Break Point: If a player wins a break point, they win the service game of the opponent.

In [2]:
%%time

# pulling function - 50470 matches
df = prepare_atp()
df.shape

FileNotFoundError: [Errno 2] No such file or directory: 'ATPMain.csv'

In [3]:
# confirm prepare
df.head(3)

NameError: name 'df' is not defined

In [None]:
df.tail(3)

In [None]:
# # Pulling Player Database aggregated stats of players within the time span
# PlayerData = pd.read_csv('PlayerData.csv')
# PlayerData.shape

In [None]:
## PlayerDatabase of 371 players that hit a maxrank of at least 100 and have 50 or more games
#PlayerData.head()

In [None]:
# confirm clean
# df = clean_for_model(df)

In [None]:
# split the data into train, validate, and test so that we can conform there is not overfitting on our model
train, validate, test = train_validate_test_split(df)

In [None]:
# confirm split
train.head(1)

## Explore

### What drives winning? 

Plan for explore:

To identify features to use in modeling, separate the groups by wins / losses and then see if there was a significant difference between variables in that group. For exapmple: I'll take all of the matches that player1 wins and get the mean rank points for player1 for that group then do the same for all of the matches where player1 loses. If there is a significant difference then hight is likely a driver of winning and losing.

In [None]:
# seperate player 1 wins and losses into dfs
player_1_w = train[train['player_1_wins'] == True]
player_1_l = train[train['player_1_wins'] == False]

In [None]:
# confirm wins df
player_1_w.head(1)

In [None]:
# confirm losses df
player_1_l.head(1)

#### Does player1_rankpoints impact player_1_wins? 

I will check to see if the average ranking points when player 1 wins is not the same as when player 1 loses.

In [None]:
# Rank points
print('Average rank points, all matches: ' + str(train['player_1_rankpoints'].mean()))
print('Average rank points, player 1 wins: ' + str(player_1_w['player_1_rank_points'].mean()))
print('Average rank points, player 1 loses: ' + str(player_1_l['player_1_rank_points'].mean()))
print('\n')

Object location annotation data
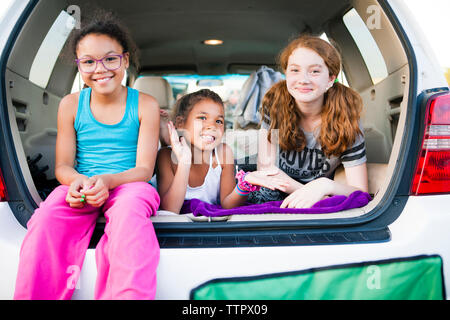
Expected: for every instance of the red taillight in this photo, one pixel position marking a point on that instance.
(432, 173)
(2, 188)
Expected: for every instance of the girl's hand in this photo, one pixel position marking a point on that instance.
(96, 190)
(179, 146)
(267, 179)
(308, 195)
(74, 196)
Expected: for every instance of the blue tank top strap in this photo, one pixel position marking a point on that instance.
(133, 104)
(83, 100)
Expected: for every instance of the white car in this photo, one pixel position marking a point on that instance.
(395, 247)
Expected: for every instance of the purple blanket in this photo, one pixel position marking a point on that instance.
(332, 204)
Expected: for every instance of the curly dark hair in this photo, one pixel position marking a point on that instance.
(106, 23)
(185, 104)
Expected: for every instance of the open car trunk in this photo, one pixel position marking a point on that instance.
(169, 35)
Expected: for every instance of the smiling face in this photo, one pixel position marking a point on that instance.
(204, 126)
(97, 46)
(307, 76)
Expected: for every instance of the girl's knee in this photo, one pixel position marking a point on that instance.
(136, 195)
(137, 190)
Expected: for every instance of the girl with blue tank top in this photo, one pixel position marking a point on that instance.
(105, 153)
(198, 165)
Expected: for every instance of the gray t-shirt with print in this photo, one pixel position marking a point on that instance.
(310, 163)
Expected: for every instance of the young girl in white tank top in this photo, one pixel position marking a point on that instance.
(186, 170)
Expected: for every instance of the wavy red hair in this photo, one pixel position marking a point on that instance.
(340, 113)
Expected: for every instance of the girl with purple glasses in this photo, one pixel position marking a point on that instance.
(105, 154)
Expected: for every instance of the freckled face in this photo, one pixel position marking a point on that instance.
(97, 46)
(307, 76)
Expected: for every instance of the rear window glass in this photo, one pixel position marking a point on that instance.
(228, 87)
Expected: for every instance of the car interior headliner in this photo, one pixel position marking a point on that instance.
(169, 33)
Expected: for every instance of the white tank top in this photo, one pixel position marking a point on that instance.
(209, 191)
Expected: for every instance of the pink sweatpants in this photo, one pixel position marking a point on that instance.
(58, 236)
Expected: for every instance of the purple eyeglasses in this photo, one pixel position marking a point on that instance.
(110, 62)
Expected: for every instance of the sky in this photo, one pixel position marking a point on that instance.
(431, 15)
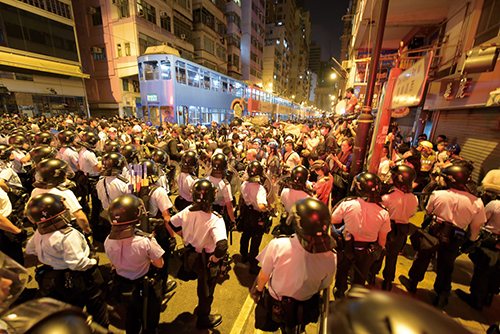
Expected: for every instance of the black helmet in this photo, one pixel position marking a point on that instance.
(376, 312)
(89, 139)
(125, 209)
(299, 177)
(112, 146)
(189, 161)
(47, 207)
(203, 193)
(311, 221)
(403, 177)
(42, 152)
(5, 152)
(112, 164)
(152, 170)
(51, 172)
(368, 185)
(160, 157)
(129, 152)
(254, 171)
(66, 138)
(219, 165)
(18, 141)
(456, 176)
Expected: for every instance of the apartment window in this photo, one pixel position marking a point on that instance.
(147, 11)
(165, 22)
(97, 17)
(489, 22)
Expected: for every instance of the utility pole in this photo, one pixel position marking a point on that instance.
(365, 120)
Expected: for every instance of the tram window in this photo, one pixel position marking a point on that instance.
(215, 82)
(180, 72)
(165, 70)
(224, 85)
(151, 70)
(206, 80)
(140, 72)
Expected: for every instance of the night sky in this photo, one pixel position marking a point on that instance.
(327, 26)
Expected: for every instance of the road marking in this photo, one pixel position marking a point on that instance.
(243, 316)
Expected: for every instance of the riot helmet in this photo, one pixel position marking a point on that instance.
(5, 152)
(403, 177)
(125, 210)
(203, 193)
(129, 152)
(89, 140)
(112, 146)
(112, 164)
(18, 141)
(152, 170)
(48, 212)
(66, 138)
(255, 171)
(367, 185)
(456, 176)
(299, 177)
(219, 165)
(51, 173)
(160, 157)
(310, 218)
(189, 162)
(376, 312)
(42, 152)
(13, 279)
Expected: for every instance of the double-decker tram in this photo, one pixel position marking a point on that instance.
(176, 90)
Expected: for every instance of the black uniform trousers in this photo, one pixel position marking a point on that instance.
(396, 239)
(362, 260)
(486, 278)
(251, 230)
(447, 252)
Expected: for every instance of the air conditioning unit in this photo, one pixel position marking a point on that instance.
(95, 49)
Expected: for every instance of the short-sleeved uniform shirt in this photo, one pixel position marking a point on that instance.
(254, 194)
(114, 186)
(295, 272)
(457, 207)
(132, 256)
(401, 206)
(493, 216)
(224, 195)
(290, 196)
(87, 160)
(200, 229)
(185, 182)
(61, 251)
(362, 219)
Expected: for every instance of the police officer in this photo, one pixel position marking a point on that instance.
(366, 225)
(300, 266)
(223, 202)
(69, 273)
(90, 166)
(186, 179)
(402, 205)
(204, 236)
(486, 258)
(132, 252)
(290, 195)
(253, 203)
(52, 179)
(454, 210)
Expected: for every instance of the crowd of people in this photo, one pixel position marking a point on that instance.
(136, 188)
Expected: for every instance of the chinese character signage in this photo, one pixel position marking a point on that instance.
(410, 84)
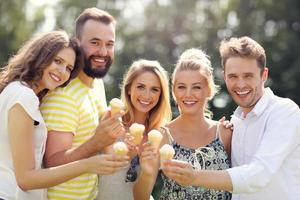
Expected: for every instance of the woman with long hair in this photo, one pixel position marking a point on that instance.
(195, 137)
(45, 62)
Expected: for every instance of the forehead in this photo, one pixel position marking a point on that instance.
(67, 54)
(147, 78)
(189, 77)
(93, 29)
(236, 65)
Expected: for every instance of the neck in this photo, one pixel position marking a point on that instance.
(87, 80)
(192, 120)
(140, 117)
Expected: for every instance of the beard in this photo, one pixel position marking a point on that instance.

§ Exercise instructions:
a) According to the tennis match notebook, how many players are in the player database, and what must each of them have done?
b) Carry the tennis match notebook forward from its last line.
This data is separate from the tennis match notebook and unrelated to it.

§ Task answers:
a) 371 players, each of whom hit a max rank of at least 100 and played 50 or more games.

b)
It does look like there's a significant difference in the average rank points amongst wins and losses.

I will confirm that with stats and a visual: 

In [None]:
# We want to be sure that the effect we see isn't explained by chance, so I will use a confidance interval of 95%
# The resulting alpha is .05.
null_hypothesis = "The average ranking points when player 1 wins is the same as when player 1 loses."
alternative_hypothesis = "The average ranking points when player 1 wins is not the same as when player 1 loses." 
alpha = 0.01

In [None]:
get_ttest_rank_points(train)

In [None]:
p = 0.000
if p < alpha:
    print("We reject the null hypothesis that", null_hypothesis)
    print("We move forward with the alternative hypothesis that", alternative_hypothesis)
else:
    print("We fail to reject the null")
    print("Our evidence does not support the claim that the average ranking points when player 1 wins is not the same as when player 1 loses")


In [None]:
get_winning_player_rank_points(train)

##### Does player_1_hand_R impact player_1_wins?

I will check to see if there is a dependence between right hand used and player 1 winning using stats: 

In [None]:
# We want to be sure that the effect we see isn't explained by chance, so I will use a confidance interval of 95%
# The resulting alpha is .05.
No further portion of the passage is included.